What you will do:
[a] Rewrite the passage about steam starting at "Applying thermodynamics and" and ending at "no physical difference.", replacing "physical" with "real".
[b] In the passage about steam, what does the dictionary say steam is extensively used for?

Source text:

I had to resort to the dictionary to check some of the normal usage definitions.  It says steam is water in the form of a gas or vapour, or water changed to this form by boiling, and extensively used for mechanical power or for heating purposes.  Also the mist which forms when when gas or vapour from boiling water condenses in air.  It also defines steam point as the equilibrium temperature of liquid and vapour phases of water at 101.315 kPa which is equal to 100 degrees C.

So it seems that you are correct in associating the word steam with boiling, and in answer to your question about the difference between steam and the water suspended in air as fog etc. I suggest it is tied to the method of generation of that form in common usage, but the first clause in the dictionary definition just says water in the form of gas or vapour, followed by the word or.

Applying thermodynamics and our knowledge of how the equilibrium pressure of the liquid and gas phases of water change with temperature, I suggest that there is no physical difference.

Data records:
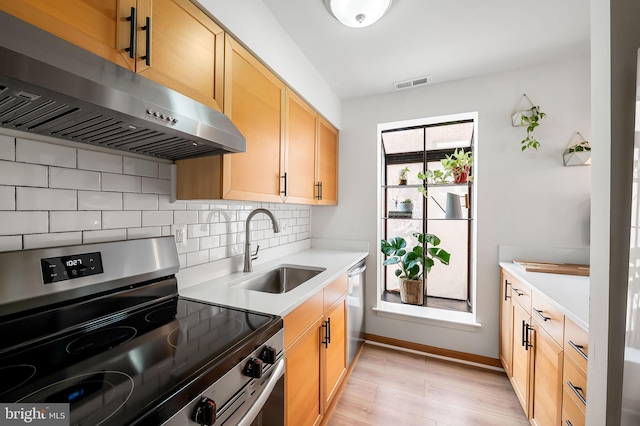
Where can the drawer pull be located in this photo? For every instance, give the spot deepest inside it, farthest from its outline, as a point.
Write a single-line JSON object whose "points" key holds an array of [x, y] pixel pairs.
{"points": [[542, 316], [579, 348], [577, 391]]}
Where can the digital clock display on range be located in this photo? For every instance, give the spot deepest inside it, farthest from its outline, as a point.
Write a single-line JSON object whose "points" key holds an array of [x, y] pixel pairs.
{"points": [[63, 268]]}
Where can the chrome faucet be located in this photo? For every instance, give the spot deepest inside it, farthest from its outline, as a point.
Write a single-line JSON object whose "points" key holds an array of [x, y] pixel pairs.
{"points": [[248, 257]]}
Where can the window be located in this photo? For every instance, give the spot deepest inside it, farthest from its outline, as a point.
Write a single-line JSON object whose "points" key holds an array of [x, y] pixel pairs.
{"points": [[420, 148]]}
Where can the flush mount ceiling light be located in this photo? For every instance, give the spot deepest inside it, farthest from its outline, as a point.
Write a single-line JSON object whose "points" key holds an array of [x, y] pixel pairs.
{"points": [[357, 13]]}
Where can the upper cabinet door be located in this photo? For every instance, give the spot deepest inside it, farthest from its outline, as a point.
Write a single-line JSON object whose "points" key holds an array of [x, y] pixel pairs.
{"points": [[90, 24], [300, 150], [181, 48], [327, 185], [254, 97]]}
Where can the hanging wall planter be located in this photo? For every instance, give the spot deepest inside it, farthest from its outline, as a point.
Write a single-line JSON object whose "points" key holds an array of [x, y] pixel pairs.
{"points": [[531, 118], [578, 152]]}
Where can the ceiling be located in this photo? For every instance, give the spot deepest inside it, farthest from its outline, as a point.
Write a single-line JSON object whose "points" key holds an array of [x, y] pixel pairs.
{"points": [[445, 39]]}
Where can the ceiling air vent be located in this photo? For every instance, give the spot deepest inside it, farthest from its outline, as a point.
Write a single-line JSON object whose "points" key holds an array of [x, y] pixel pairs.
{"points": [[408, 84]]}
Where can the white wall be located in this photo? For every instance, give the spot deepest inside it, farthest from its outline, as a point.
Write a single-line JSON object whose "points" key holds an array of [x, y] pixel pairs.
{"points": [[524, 198], [253, 24], [55, 195], [615, 38]]}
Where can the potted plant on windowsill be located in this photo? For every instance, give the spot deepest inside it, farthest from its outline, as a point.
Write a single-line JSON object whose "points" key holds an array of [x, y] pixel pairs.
{"points": [[459, 164], [413, 264]]}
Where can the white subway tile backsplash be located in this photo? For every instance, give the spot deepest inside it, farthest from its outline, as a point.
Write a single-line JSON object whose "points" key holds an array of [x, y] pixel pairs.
{"points": [[164, 203], [156, 186], [74, 221], [52, 240], [104, 235], [139, 167], [148, 232], [156, 218], [123, 219], [196, 231], [74, 179], [19, 223], [186, 217], [197, 257], [121, 183], [28, 151], [96, 200], [22, 174], [7, 148], [164, 170], [111, 197], [99, 161], [11, 243], [140, 202], [46, 199], [7, 198]]}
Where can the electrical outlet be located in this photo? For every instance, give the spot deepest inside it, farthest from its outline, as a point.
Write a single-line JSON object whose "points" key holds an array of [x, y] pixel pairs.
{"points": [[180, 232]]}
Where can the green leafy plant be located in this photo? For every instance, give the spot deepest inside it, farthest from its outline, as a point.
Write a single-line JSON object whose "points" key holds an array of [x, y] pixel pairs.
{"points": [[580, 147], [531, 120], [413, 263]]}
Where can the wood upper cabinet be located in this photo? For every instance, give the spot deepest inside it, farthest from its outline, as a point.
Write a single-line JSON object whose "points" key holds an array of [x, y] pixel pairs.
{"points": [[546, 407], [90, 24], [506, 321], [327, 167], [253, 101], [186, 48], [299, 165]]}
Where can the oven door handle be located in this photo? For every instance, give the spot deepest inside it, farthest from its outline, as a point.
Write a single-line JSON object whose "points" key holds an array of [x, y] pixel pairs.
{"points": [[255, 409]]}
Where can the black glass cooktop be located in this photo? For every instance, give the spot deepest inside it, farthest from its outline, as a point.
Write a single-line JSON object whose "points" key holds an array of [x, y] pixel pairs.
{"points": [[131, 362]]}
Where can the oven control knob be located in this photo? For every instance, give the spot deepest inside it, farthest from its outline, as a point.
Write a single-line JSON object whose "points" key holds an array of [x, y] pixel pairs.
{"points": [[268, 354], [205, 412], [253, 368]]}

Solved tasks:
[a]
Applying thermodynamics and our knowledge of how the equilibrium pressure of the liquid and gas phases of water change with temperature, I suggest that there is no real difference.

[b] Mechanical power or heating purposes.